PROMPT ::
Put the data below, from the line holding "Audit flag: the black" through the line holding "[631, 48, 676, 317]", inclusive, into a two-column CSV with the columns text and answer. Each row should pair one text with its answer, with each field quoted and line breaks replaced by spaces, and the pictures omitted.

SUPPLIED MATERIAL ::
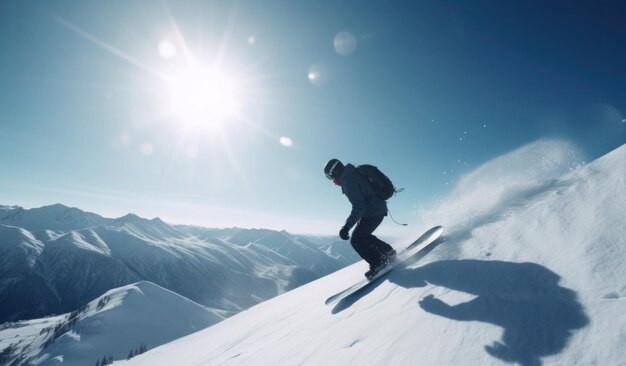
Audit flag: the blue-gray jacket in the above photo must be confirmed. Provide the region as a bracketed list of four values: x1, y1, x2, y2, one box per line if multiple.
[341, 164, 387, 229]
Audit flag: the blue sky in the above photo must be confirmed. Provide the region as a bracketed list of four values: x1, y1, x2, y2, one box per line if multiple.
[0, 0, 626, 233]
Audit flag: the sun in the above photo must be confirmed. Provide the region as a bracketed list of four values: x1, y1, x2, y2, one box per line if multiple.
[167, 67, 239, 128]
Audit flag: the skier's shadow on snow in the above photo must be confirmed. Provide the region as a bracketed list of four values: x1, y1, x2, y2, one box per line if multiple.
[388, 260, 589, 365]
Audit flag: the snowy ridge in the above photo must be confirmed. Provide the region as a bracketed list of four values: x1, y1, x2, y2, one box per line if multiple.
[0, 281, 223, 365]
[0, 205, 357, 322]
[120, 145, 626, 365]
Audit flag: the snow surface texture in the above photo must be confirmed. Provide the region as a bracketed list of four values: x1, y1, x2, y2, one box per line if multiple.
[0, 282, 223, 366]
[120, 142, 626, 366]
[0, 204, 359, 322]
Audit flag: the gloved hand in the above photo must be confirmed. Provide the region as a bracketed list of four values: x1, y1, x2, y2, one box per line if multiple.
[339, 226, 350, 240]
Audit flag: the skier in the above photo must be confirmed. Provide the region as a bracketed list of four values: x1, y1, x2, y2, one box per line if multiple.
[324, 159, 396, 279]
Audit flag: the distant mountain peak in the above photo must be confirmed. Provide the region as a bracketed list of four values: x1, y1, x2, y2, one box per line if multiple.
[114, 213, 142, 222]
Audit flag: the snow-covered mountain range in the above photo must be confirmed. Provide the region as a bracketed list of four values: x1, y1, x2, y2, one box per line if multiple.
[0, 204, 358, 323]
[0, 281, 223, 365]
[111, 145, 626, 366]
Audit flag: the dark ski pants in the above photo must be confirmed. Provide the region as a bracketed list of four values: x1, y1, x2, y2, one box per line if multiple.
[350, 215, 393, 266]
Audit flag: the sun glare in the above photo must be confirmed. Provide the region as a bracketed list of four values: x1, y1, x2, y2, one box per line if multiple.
[169, 67, 238, 128]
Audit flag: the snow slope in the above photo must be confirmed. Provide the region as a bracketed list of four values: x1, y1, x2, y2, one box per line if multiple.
[116, 142, 626, 365]
[0, 281, 223, 366]
[0, 209, 358, 323]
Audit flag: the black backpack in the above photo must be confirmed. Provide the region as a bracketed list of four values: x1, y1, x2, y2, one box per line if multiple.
[356, 164, 403, 201]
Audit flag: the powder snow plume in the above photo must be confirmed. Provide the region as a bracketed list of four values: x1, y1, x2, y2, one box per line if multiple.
[419, 140, 584, 242]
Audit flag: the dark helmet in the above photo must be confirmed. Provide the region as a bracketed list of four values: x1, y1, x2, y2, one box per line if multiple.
[324, 159, 343, 180]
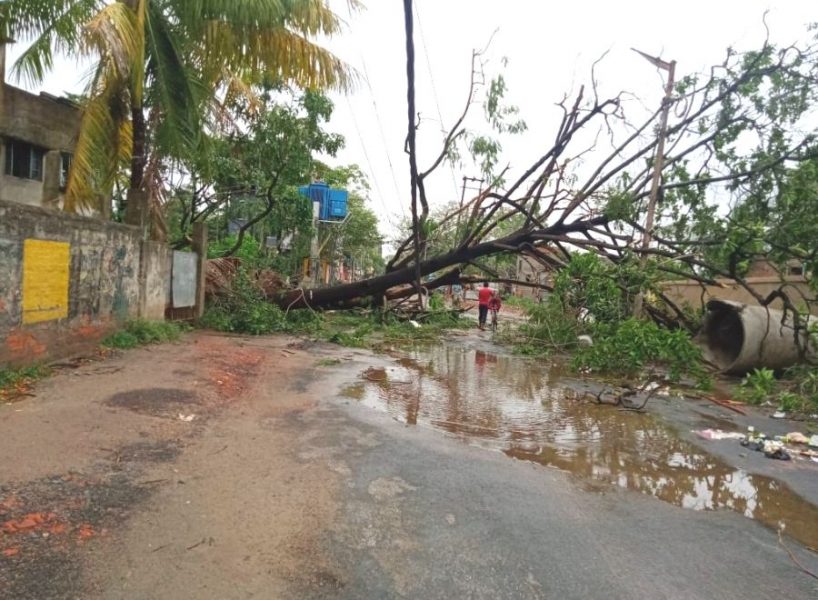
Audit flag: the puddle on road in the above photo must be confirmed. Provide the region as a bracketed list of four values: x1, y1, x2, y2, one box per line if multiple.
[345, 345, 818, 549]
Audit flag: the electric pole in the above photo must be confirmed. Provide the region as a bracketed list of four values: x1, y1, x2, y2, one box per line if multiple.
[631, 48, 676, 317]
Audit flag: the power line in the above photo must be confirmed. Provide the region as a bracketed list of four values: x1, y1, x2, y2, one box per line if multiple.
[344, 95, 389, 215]
[359, 56, 406, 216]
[413, 2, 459, 198]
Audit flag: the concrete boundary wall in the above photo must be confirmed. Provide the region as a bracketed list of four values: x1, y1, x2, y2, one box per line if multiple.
[0, 201, 194, 368]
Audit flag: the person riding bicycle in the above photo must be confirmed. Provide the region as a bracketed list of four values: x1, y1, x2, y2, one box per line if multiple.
[477, 281, 494, 329]
[489, 290, 503, 327]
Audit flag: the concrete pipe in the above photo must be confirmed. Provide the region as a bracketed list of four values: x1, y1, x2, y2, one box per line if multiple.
[696, 299, 815, 374]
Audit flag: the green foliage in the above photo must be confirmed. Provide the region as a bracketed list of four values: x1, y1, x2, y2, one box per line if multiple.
[0, 365, 51, 401]
[572, 318, 709, 386]
[199, 267, 322, 335]
[0, 0, 354, 211]
[550, 252, 629, 323]
[199, 268, 286, 335]
[509, 301, 585, 355]
[739, 369, 778, 404]
[316, 311, 474, 348]
[207, 235, 264, 266]
[778, 365, 818, 414]
[102, 319, 187, 350]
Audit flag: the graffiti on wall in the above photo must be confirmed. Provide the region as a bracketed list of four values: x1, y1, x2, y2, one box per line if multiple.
[22, 239, 71, 324]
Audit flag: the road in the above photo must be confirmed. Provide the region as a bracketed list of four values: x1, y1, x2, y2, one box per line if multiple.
[0, 333, 818, 600]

SOLUTION FOR THIS TASK ::
text,answer
"Audit flag: the black backpack in the above photo must be confirmed. Provide the region as a bracketed list of four values: x1, y1, x2, y2, one box per line if multiple.","[356, 164, 403, 201]"
"Audit flag: the powder snow plume in the above photo must be confirmed. Provide the region as a bracketed list of four values: x1, y1, x2, y2, one box per line if multiple.","[419, 140, 584, 242]"
"Audit flag: the dark helmet in the above photo must be confirmed. Provide the region as a bracketed list of four values: x1, y1, x2, y2, one box per line if multiple.","[324, 159, 343, 180]"
"Audit flag: the puddle on road in the above photo must be confirmed. Provide the region as a bracketed list of four values: x1, y1, x2, y2, one box per line if multiple.","[345, 345, 818, 549]"
"Audit flag: the electric pole in the above photo must be confirmed. Provide the region as a bracketed list of four values: x1, y1, x2, y2, one box per line if multiple.","[631, 48, 676, 317]"